◆ **Your goal**
Reproduce the text lines of every record below verbatim, omitting the images from your output.

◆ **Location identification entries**
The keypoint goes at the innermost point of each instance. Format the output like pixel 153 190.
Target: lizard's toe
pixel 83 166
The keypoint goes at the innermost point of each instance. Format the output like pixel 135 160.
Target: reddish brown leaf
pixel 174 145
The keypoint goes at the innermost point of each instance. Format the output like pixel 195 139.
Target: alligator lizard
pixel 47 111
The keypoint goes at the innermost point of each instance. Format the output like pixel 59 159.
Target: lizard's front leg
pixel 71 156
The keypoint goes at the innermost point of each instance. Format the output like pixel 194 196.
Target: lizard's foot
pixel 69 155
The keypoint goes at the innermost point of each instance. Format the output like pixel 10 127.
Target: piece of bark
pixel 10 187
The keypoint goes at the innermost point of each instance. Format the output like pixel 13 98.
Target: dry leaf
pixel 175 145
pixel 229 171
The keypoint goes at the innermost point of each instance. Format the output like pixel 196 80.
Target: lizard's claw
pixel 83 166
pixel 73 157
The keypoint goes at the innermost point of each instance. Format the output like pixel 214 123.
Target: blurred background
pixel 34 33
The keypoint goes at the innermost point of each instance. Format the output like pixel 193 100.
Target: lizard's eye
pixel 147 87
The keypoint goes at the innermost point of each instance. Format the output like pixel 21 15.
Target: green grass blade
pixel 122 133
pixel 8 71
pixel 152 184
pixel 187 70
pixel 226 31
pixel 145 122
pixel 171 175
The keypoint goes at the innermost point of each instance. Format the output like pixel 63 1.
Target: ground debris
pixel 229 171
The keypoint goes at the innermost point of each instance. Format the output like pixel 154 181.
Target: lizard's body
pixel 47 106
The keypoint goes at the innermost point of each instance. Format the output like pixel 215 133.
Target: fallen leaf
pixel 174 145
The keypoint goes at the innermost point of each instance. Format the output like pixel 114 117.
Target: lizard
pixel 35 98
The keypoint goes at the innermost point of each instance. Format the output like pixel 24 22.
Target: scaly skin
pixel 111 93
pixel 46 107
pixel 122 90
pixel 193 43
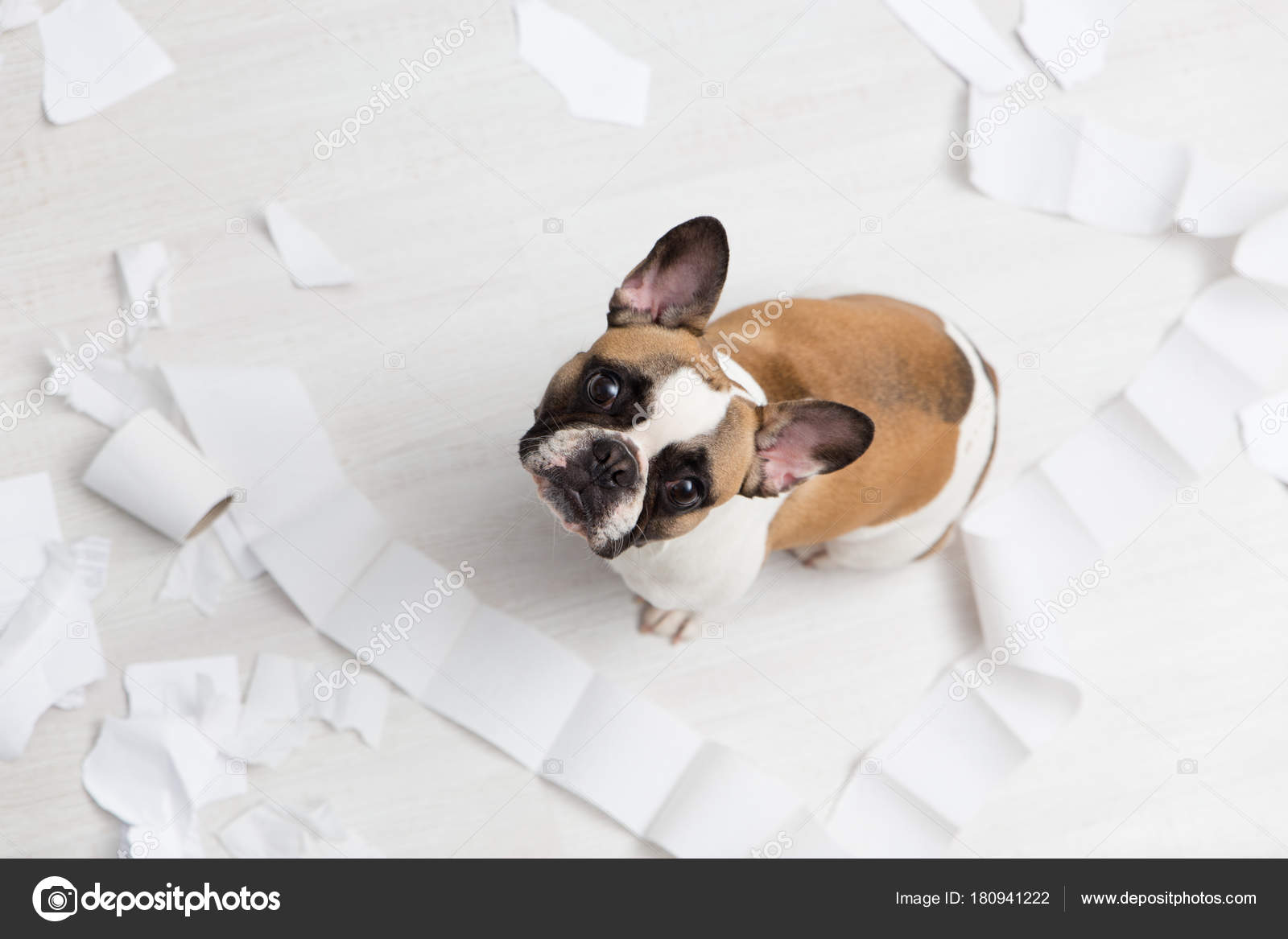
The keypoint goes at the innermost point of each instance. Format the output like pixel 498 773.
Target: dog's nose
pixel 612 465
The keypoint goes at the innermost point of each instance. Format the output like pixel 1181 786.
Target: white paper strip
pixel 171 756
pixel 29 521
pixel 150 471
pixel 1265 432
pixel 49 649
pixel 303 253
pixel 143 270
pixel 14 13
pixel 313 831
pixel 96 55
pixel 597 80
pixel 1075 167
pixel 1034 551
pixel 1262 251
pixel 199 574
pixel 960 35
pixel 1068 38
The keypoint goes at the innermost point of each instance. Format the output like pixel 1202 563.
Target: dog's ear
pixel 679 283
pixel 799 439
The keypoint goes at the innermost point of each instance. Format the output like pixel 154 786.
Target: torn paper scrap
pixel 597 81
pixel 96 55
pixel 29 521
pixel 1075 167
pixel 960 35
pixel 1217 203
pixel 1264 426
pixel 1068 38
pixel 287 694
pixel 171 756
pixel 1028 156
pixel 14 13
pixel 49 649
pixel 151 471
pixel 1262 251
pixel 173 838
pixel 199 574
pixel 309 262
pixel 308 831
pixel 107 388
pixel 299 493
pixel 244 561
pixel 1225 351
pixel 145 290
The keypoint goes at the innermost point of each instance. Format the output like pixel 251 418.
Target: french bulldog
pixel 853 432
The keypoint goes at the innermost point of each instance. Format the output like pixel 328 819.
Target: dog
pixel 852 432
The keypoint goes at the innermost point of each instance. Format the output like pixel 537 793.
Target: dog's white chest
pixel 712 564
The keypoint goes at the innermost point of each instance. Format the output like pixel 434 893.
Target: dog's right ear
pixel 804 439
pixel 679 283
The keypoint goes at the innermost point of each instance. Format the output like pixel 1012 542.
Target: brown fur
pixel 888 358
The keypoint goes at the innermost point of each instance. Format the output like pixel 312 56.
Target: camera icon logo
pixel 55 900
pixel 137 850
pixel 1274 418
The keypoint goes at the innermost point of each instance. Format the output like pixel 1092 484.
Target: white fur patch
pixel 680 409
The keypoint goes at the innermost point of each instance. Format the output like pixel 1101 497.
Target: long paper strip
pixel 96 56
pixel 598 81
pixel 960 35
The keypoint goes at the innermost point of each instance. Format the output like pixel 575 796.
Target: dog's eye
pixel 684 493
pixel 602 388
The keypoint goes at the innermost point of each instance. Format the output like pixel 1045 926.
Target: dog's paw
pixel 665 622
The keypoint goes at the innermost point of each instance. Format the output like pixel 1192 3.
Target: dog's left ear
pixel 799 439
pixel 679 283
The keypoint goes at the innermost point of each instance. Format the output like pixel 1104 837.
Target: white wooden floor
pixel 828 113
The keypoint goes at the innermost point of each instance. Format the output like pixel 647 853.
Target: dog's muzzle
pixel 592 482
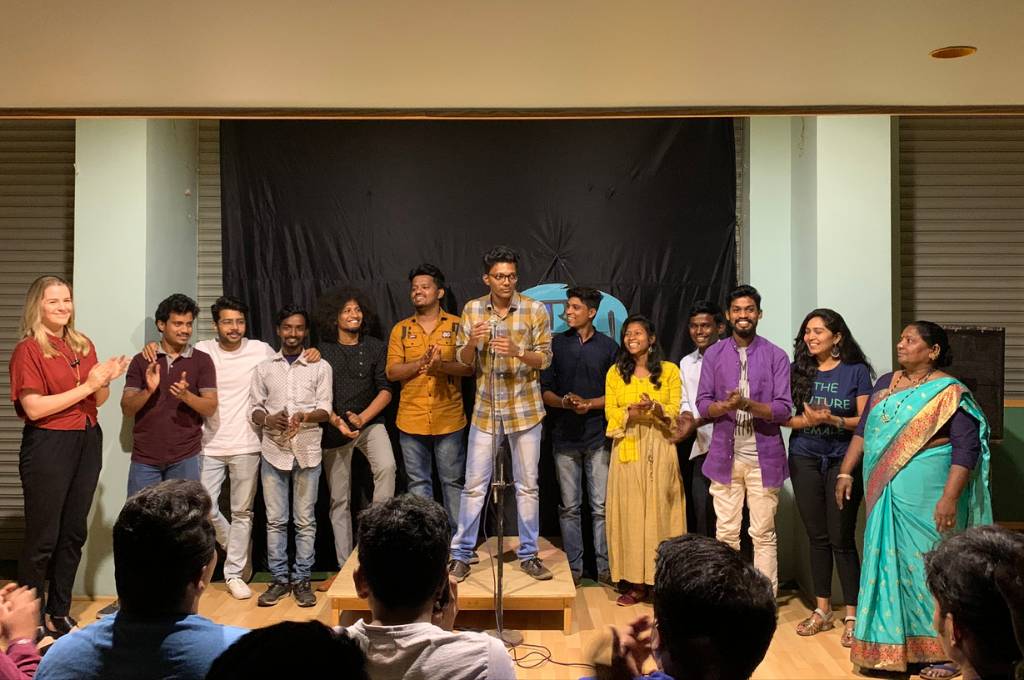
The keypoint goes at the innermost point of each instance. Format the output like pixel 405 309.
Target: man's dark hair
pixel 427 269
pixel 178 304
pixel 227 302
pixel 331 304
pixel 313 647
pixel 745 291
pixel 715 612
pixel 500 254
pixel 589 296
pixel 708 307
pixel 403 548
pixel 978 577
pixel 290 310
pixel 163 540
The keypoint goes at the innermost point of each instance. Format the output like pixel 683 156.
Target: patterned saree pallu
pixel 903 482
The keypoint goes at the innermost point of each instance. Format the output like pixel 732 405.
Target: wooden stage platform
pixel 476 593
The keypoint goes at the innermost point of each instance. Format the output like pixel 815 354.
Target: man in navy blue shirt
pixel 573 391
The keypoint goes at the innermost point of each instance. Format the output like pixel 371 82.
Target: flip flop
pixel 940 671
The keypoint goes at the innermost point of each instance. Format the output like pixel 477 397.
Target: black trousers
pixel 59 470
pixel 830 530
pixel 699 504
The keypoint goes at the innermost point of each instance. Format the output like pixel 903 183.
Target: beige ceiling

◆ **Finished task**
The keypoint goes at the innermost point of each instance. Format the output like pixel 153 190.
Target: lizard's toe
pixel 83 166
The keypoint goes at the innermost point of each instance. Format the output like pixel 135 160.
Target: reddish brown leaf
pixel 174 145
The keypoint goes at the innermost point of each instance. Format the output like pixel 195 139.
Target: alligator lizard
pixel 47 111
The keypoint goes at the innermost point of each instance. Format the output like pixel 59 159.
Target: lizard's front leg
pixel 71 156
The keypoint goes at the innermost point of each instance. Format the output like pixel 194 196.
Target: lizard's foot
pixel 69 155
The keypoint goes at the innermost point of each instance. Format the output like pixel 10 127.
Target: piece of bark
pixel 10 187
The keypoint goes at the innermost point of each instance. Format the output like pixel 13 98.
Target: dry leaf
pixel 175 145
pixel 229 171
The keypoint goes at the innermost point of each instance. Format the output like pixel 196 80.
Target: lizard's claw
pixel 83 166
pixel 73 157
The keypoint goes at the innermost point of each instance. Format the output like pixel 214 123.
Target: blurred background
pixel 34 33
The keypoint goes at the innermost point of each instance. Format the output like pixel 193 100.
Target: lizard's eye
pixel 147 87
The keypoint goes at the innermost point of each instance. Format the output like pixel 21 15.
Target: green grass blade
pixel 122 133
pixel 8 71
pixel 152 184
pixel 187 70
pixel 226 31
pixel 145 122
pixel 171 175
The keypoint goes at the innermost point of each instance. Format the output like pixel 63 1.
Target: ground debris
pixel 229 171
The keypoint goes at the innermost point of each instance. Format the output like pixel 154 181.
Target: lizard's body
pixel 47 106
The keypoint goes at the innermost point of each instance. Format the output like pixel 215 133.
Target: fallen leaf
pixel 174 145
The keypoint goes at the innermost point of each instance. Format the output like pixel 114 117.
Target: lizard
pixel 35 98
The keypoint goes at the innermost point of each instance. Format the output like pixel 24 22.
Target: scaly skin
pixel 111 93
pixel 46 107
pixel 122 90
pixel 193 43
The keypoint goes at the innermost point of each instance. Format the output like pixel 498 773.
Target: dog's nose
pixel 612 465
The keypoint goes at the innermost point of each instance. Format the output like pixel 1181 786.
Target: white paper strip
pixel 171 756
pixel 29 521
pixel 150 471
pixel 1265 432
pixel 49 649
pixel 303 253
pixel 143 270
pixel 14 13
pixel 313 831
pixel 96 55
pixel 597 80
pixel 1075 167
pixel 1034 551
pixel 1262 251
pixel 199 574
pixel 960 35
pixel 1068 38
The keypoint goes at the innermost point of each instance. Format the output like pixel 1202 563.
Target: dog's ear
pixel 679 283
pixel 799 439
The keypoint goes at the innermost point of each instance. Format the output like pixel 154 786.
Target: torn paper scrap
pixel 597 81
pixel 96 55
pixel 29 521
pixel 1075 167
pixel 960 35
pixel 1217 203
pixel 1264 426
pixel 1068 38
pixel 287 694
pixel 171 756
pixel 1028 156
pixel 14 13
pixel 49 649
pixel 151 471
pixel 1262 251
pixel 173 838
pixel 199 574
pixel 309 262
pixel 308 831
pixel 107 388
pixel 299 493
pixel 244 561
pixel 1225 351
pixel 145 290
The keypoint goes at the innermost point of each instance. Format the output like pixel 251 418.
Target: french bulldog
pixel 853 432
The keypoint goes at the innermost point of each instance. Format the output like pixel 328 819.
Target: dog
pixel 852 432
The keypoint goes at the innermost point of each instance. Format the output like pixel 537 793.
Target: dog's white chest
pixel 712 564
The keypoint goes at the innermost point of each instance. Format the output like pixel 434 893.
Target: dog's right ear
pixel 804 439
pixel 679 283
The keypoint goes at the innermost point of each instance. Format the output like pixel 1012 542.
Target: brown fur
pixel 888 358
The keypoint goes at the innermost point of each instance. Format the output like pixel 312 56.
Target: camera icon logo
pixel 55 900
pixel 137 850
pixel 1274 418
The keypoint goes at the innermost point of each instance. Format the output like pixel 1092 484.
Target: white fur patch
pixel 680 409
The keypoint goes at the innermost point of each instance. Format the output like pixel 1101 497.
Target: long paper strip
pixel 96 56
pixel 598 81
pixel 960 35
The keypoint goes at the innermost point of each instance. Format the output like pixel 575 796.
Target: dog's eye
pixel 684 493
pixel 602 388
The keypoint goes at the innermost point of each instance. Format the output like pixel 1045 926.
Target: dog's paw
pixel 665 622
The keypoint goes at the innermost point of each instance. Format the output like pixel 1192 3.
Target: dog's left ear
pixel 799 439
pixel 679 283
The keypoint goes at the innermost point of each instance. Format the output like pixel 1104 837.
Target: white wooden floor
pixel 828 113
The keypoint goes at the innermost point of each instance. Format the output like pixel 647 853.
Target: dog's muzzle
pixel 592 482
The keypoint goes at the innermost point of each instance. Format the output like pixel 405 309.
Target: man's dark hair
pixel 427 269
pixel 178 304
pixel 227 302
pixel 331 304
pixel 313 647
pixel 745 291
pixel 715 612
pixel 500 254
pixel 589 296
pixel 708 307
pixel 403 548
pixel 978 577
pixel 290 310
pixel 163 540
The keypoint goes at the innermost point of each instance. Format the output like pixel 683 156.
Target: patterned saree pallu
pixel 903 482
The keypoint goes at the innermost point of each instance. Format the output like pixel 732 405.
Target: wooden stage platform
pixel 476 593
The keypoint goes at the innermost point of each instance. Format the output like pixel 815 354.
Target: man in navy blue shirt
pixel 573 391
The keypoint goes at the innermost point of each instance. Format the output like pixel 371 82.
Target: flip flop
pixel 940 671
The keypoint goes at the innermost point of each instance. Format the output like pixel 477 397.
Target: black trousers
pixel 59 470
pixel 830 530
pixel 699 504
The keypoint goes at the innermost point of each instance. Format the output like pixel 903 183.
Target: beige ceiling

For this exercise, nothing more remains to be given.